> Excerpt to read:
━━━━━━━━━━━━━━━━

Office of the Vice President for Global Communications

Thursday, February 4, 2010

Nursing students’ trip to rural Liberia ‘an eye-opener’

A School of Nursing researcher and three graduate students will spend three weeks working in rural Liberian hospitals and clinics this month. The students will be challenged to hone their midwife and nursing skills in an impoverished country still recovering from years of civil war.

For a narrated slideshow about the School of Nursing trip to Liberia last June go to www.ns.umich.edu/podcast/video.php?id=1196

Jody Lori, a clinical assistant professor and certified nurse-midwife, will lead the group. The trip is part of an ongoing effort to expand international clinical study opportunities available to School of Nursing students, Lori says.

“Within the School of Nursing we’re trying to increase our global initiatives so students have the kinds of real world experiences they rarely gain when constrained by classroom walls and the boundaries of Southeast Michigan,” Lori says.

The students will work in and around the Phebe Hospital Compound in Suakoko, about a four-hour drive from Monrovia, the Liberian capital.

It will be the second time in the past year that Lori has led a group of U-M nursing students to the Phebe compound. Last June six undergraduates enrolled in the Community Care Nursing course spent two weeks there. Last year’s trip marked the first time that the clinical portion of the course was conducted in another country.

“It was really an eye-opener for them,” Lori says.

“One of the things that the students took home from this experience was the impact that a single person can have in a country like Liberia,” she says. “They came back very enthused about wanting to continue doing work there, to continue to promote other people doing work there, and to help the people of Liberia.”

The area around Phebe Hospital was devastated during civil wars that raged in Liberia, on and off, between 1989 and 2003. The hospital has no running water and no electricity on a regular basis. Many of the area residents were displaced by the wars and have little access to health care.

The six second-degree undergraduate nursing students helped in rural community clinics by weighing patients, taking their blooding pressures and performing other tasks. They experienced the challenges of working in a country without a solid health care infrastructure and lacking basic medical equipment and supplies taken for granted in more well-off countries.

Some of the students witnessed the deaths of women and children who might have been saved if the necessary resources had been available, Lori says.

“Every night we came back and we had dinner together and we debriefed on the things that we saw during the day,” Lori says. “And I think it’s really important that students are able to go on trips like this with faculty members so that they have that opportunity to have that debriefing and to process what they’re seeing on a daily basis.”

This month Lori will return to the Phebe Hospital Compound with three graduate midwifery students who will “live the life of a midwife” for three weeks. They will provide pre-natal care, help deliver babies and conduct post-partum rounds.

Lori sees the trip as another step in establishing a long-term relationship between the School of Nursing and the people of Suakoko.

“Each time you return, you reinforce the relationships you’ve established,” she says. “The people are excited to see you come back. They know you and they trust you, and that makes a big difference in building relationships over time.”

━━━━━━━━━━━━━━━━

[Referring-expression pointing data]
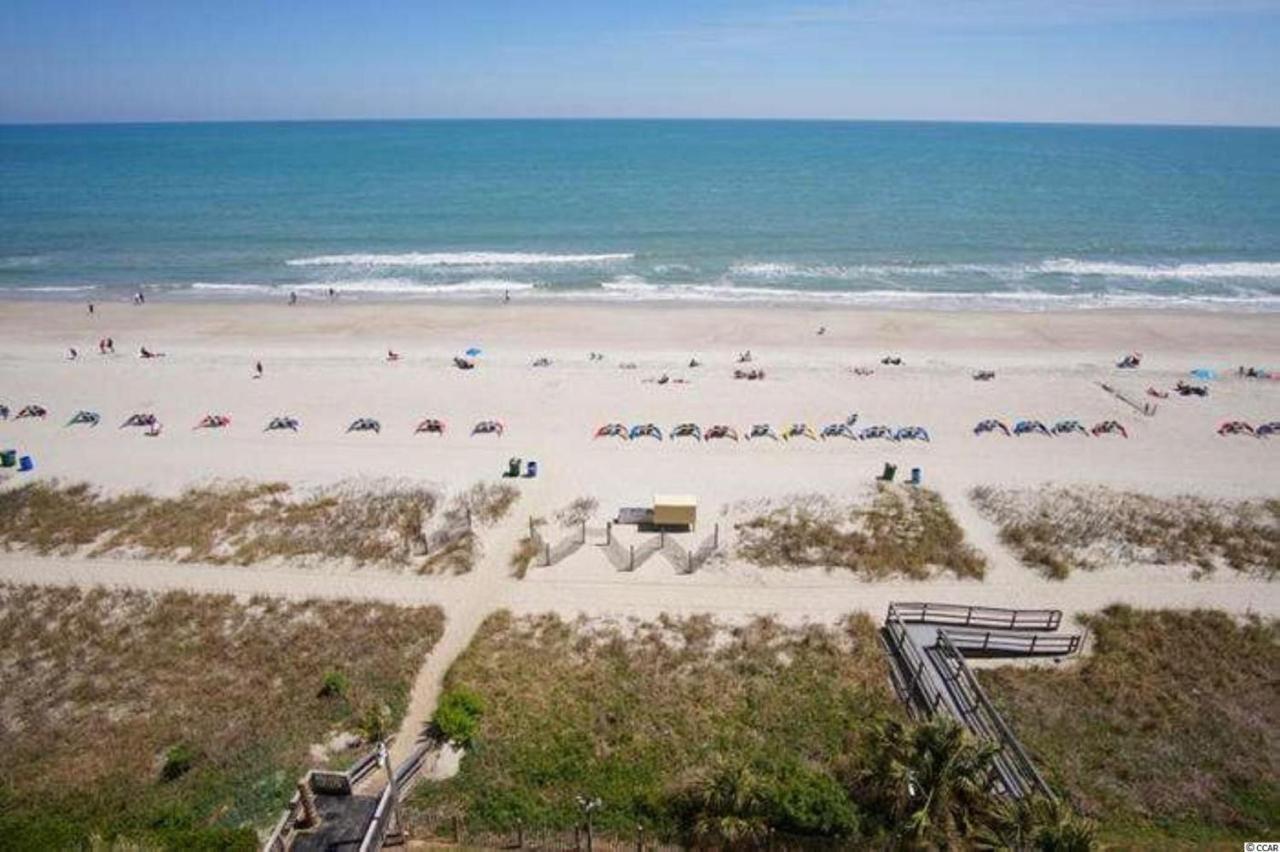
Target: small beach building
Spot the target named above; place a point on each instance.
(675, 511)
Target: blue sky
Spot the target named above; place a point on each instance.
(1197, 62)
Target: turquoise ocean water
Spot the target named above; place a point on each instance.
(878, 214)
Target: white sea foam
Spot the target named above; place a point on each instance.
(457, 259)
(1159, 271)
(782, 271)
(368, 287)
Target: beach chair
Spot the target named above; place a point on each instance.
(432, 426)
(85, 417)
(613, 430)
(688, 430)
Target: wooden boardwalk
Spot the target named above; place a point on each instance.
(927, 645)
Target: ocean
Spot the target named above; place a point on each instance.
(841, 213)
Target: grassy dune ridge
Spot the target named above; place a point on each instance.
(181, 719)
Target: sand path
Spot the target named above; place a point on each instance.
(586, 585)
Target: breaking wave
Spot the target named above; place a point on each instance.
(457, 259)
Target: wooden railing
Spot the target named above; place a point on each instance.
(993, 617)
(906, 669)
(982, 717)
(999, 642)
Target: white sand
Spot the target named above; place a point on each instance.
(325, 365)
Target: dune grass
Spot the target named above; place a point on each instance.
(182, 720)
(1168, 733)
(634, 713)
(897, 532)
(1060, 530)
(246, 523)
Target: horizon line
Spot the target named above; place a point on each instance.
(638, 118)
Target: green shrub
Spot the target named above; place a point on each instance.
(458, 715)
(336, 686)
(178, 761)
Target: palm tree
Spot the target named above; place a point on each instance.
(728, 807)
(1036, 824)
(932, 779)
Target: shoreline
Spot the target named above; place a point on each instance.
(662, 296)
(850, 333)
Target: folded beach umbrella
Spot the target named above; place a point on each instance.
(688, 430)
(1068, 426)
(1031, 426)
(837, 430)
(140, 420)
(644, 430)
(214, 421)
(1110, 427)
(990, 426)
(799, 430)
(876, 431)
(613, 430)
(85, 417)
(1235, 427)
(721, 430)
(430, 425)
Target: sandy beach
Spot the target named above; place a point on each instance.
(327, 365)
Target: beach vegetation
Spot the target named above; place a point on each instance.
(702, 733)
(246, 523)
(458, 715)
(179, 720)
(1060, 530)
(895, 532)
(1168, 733)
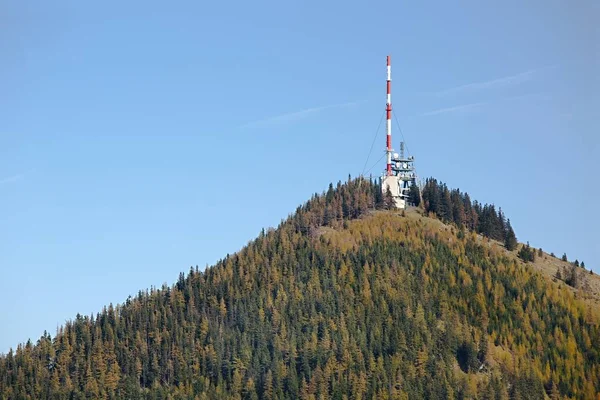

━━━━━━━━━━━━━━━━

According to the article on the nursing students' trip to Liberia, how far is Suakoko from Monrovia? The entries aren't needed for this.

> Response to this exercise: About a four-hour drive.